- Document segment:
++++++++++
Problem in annotation consistency for French

Open GoogleCodeExporter opened this issue 10 years ago • 0 comments

What steps will reproduce the problem?
1. cat fr-universal-test.conll|tr "\t" " "|cut -d" " -f2,4|grep "%"|sort|uniq -c
2. cat fr-universal-train.conll|tr "\t" " "|cut -d" " -f2,4|grep "%"|sort|uniq 
-c

What is the expected output? What do you see instead?

What we get:
- for the test set: 
12 % NOUN
- for the train set:
  17 % NOUN
 231 % X

There should either be a single label for all % token or, at least, similar 
distribution in the test and in the train sets.

What version of the product are you using? On what operating system?

universal_treebanks_v2.0.tar.gz

Please provide any additional information below.
++++++++++
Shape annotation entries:
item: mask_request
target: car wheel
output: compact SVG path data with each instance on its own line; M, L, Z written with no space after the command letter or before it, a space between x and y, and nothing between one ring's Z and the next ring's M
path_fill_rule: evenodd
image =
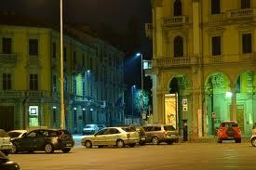
M47 153L52 153L54 151L53 145L51 143L47 143L45 146L45 151Z
M86 141L86 143L85 143L85 146L86 146L86 148L92 148L92 143L91 143L91 141L89 141L89 140L87 140Z
M17 152L18 152L17 146L15 144L12 144L11 153L14 154L14 153L17 153Z
M63 151L63 153L68 153L70 152L71 148L63 148L61 150Z
M158 144L159 144L159 139L158 139L158 137L153 137L153 138L152 138L152 143L153 143L154 145L158 145Z
M145 142L139 142L139 144L140 144L141 146L143 146L143 145L145 145Z
M256 147L256 137L251 138L250 143L253 147Z
M135 147L136 143L128 144L129 147L133 148Z
M122 139L116 141L116 145L118 148L124 148L125 142Z

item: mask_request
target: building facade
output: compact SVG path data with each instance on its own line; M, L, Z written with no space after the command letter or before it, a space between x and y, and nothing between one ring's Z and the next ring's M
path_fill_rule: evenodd
M124 122L123 58L115 46L66 26L63 36L65 125ZM0 25L0 128L59 128L60 32Z
M191 134L213 135L221 122L233 120L249 135L256 122L256 2L152 0L152 13L146 34L153 59L143 61L153 81L151 123L166 122L165 96L176 94L180 131L186 122Z

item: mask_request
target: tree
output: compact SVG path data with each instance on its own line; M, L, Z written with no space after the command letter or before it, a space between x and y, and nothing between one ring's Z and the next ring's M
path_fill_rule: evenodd
M139 112L141 112L141 106L142 106L142 99L141 99L141 90L139 89L135 92L135 110ZM144 111L148 111L148 105L149 105L149 94L147 91L143 90L143 108Z

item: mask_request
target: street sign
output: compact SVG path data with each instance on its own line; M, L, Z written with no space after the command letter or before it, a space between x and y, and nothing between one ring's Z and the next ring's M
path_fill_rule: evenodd
M211 117L212 117L212 119L216 119L216 113L215 112L211 112Z

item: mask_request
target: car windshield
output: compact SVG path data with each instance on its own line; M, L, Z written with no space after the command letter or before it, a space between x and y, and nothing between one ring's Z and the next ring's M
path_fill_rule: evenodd
M136 128L134 127L122 127L122 129L126 132L136 132Z
M95 126L95 124L87 124L86 128L93 128Z
M222 127L238 127L238 124L236 123L222 123Z
M173 130L176 130L173 125L165 125L164 126L164 129L165 130L168 130L168 131L173 131Z
M7 133L11 138L18 137L21 133L20 132L9 132Z
M3 130L3 129L0 129L0 137L8 137L8 134Z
++++++++++
- Exercises to complete:
- a) For each statement about the issue report, answer yes or no on whether it agrees with the text, and quote the deciding words: (i) In the test set, the % token is tagged NOUN 12 times. (ii) In the train set, every % token carries the NOUN label. (iii) The reporter accepts that the test and train sets may have different label distributions for the % token.
- b) Write down the passage of the issue report from "There should either" to "additional information below.", word for word.
Base your responses only on the issue report above.

- Outputs in order:
- a)
(i) Yes: "12 % NOUN"
(ii) No: "231 % X"
(iii) No: "similar distribution in the test and in the train sets"

- b)
There should either be a single label for all % token or, at least, similar 
distribution in the test and in the train sets.

What version of the product are you using? On what operating system?

universal_treebanks_v2.0.tar.gz

Please provide any additional information below.